── EXCERPTED RECORDS ──

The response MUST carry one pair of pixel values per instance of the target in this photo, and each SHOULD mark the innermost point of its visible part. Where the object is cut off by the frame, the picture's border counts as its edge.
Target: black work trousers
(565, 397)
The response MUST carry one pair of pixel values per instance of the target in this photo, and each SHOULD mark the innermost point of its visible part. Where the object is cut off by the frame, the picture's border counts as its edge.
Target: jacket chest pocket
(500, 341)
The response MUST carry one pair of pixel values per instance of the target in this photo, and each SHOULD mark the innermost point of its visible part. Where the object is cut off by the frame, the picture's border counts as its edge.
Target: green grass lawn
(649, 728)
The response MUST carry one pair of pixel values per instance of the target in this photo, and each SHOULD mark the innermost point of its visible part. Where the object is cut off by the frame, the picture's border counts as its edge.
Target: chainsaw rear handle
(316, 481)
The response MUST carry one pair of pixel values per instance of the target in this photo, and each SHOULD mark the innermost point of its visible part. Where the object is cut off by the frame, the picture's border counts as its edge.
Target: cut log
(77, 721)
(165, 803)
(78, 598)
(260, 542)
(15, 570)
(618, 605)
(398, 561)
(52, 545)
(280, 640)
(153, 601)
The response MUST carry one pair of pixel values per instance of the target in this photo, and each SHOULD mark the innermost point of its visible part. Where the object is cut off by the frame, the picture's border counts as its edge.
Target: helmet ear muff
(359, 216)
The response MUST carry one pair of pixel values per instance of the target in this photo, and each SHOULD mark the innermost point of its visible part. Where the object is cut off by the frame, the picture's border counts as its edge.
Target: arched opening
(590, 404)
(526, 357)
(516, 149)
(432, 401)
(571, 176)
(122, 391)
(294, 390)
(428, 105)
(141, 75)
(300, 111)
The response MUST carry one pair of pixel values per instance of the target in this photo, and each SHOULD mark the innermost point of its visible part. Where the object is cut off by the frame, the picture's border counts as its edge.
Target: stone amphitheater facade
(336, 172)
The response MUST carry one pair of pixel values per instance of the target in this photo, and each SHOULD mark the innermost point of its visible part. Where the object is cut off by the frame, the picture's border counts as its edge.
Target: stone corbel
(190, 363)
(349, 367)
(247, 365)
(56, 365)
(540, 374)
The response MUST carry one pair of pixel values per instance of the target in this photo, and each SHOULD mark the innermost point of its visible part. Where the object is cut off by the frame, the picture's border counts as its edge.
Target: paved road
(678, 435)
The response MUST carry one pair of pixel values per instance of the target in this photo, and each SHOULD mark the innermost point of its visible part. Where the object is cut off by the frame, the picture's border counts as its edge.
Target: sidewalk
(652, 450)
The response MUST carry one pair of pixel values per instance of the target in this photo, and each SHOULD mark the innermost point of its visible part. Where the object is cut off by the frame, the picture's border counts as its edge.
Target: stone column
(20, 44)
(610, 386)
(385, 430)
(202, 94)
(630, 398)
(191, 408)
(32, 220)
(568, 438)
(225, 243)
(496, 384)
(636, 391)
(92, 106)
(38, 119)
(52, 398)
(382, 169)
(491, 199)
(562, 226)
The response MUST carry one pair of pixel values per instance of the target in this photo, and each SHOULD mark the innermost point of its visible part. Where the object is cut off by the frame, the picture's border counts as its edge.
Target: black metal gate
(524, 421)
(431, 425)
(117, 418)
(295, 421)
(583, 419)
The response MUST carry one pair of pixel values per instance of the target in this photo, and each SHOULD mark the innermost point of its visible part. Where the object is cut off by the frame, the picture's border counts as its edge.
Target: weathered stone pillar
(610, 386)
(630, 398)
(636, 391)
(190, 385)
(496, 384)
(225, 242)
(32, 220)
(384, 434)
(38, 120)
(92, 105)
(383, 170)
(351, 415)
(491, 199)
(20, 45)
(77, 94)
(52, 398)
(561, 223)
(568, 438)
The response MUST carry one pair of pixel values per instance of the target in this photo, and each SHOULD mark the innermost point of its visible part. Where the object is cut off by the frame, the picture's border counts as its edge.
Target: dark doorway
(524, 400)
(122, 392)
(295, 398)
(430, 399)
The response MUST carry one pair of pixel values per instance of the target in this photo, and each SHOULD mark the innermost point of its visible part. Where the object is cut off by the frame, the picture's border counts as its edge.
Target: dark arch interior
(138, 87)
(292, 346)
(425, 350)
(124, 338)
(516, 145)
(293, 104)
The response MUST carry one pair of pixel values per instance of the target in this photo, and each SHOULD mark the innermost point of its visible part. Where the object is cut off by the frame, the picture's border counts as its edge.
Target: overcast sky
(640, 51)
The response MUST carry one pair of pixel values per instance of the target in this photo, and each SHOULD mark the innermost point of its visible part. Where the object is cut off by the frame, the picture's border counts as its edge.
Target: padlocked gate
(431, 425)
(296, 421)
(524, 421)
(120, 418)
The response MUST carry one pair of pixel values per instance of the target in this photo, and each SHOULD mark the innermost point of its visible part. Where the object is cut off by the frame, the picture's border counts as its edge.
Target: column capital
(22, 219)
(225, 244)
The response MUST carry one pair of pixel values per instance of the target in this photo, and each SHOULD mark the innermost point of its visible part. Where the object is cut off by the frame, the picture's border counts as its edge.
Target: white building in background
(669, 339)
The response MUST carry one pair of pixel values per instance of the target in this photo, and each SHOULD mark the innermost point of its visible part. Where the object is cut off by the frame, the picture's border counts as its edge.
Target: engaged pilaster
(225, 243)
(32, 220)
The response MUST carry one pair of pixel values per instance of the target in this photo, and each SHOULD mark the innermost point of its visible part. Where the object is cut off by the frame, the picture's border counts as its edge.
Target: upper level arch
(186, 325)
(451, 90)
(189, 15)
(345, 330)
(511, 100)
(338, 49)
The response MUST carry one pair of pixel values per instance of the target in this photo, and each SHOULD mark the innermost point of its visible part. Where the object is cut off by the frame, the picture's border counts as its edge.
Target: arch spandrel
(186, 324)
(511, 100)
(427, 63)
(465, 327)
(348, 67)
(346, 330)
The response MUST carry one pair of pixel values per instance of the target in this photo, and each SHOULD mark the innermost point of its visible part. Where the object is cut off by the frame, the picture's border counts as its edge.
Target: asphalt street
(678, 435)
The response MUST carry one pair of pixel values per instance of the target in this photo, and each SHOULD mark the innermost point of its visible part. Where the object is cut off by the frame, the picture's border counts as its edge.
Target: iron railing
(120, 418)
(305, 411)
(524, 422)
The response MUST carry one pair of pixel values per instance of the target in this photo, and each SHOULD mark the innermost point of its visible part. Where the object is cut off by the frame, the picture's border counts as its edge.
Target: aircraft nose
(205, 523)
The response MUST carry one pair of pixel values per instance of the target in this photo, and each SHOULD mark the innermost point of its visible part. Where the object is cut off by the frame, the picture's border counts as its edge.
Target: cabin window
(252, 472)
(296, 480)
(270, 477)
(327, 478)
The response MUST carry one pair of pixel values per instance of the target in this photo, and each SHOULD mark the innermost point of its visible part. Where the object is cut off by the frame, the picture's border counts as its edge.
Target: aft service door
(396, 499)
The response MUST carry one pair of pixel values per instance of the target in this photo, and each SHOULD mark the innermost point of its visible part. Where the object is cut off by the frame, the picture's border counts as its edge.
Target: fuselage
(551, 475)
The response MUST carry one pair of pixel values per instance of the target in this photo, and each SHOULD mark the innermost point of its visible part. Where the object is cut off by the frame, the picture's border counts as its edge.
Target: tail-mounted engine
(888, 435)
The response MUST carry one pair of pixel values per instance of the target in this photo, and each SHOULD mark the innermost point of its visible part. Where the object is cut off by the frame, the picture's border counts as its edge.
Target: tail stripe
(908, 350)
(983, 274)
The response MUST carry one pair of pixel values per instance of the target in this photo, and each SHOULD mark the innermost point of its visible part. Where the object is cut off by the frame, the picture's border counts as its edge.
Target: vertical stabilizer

───

Pull out every line of the items above that contains the word "black" and copy each of those lines in full.

TASK ANSWER:
Target: black work trousers
Target: black metal gate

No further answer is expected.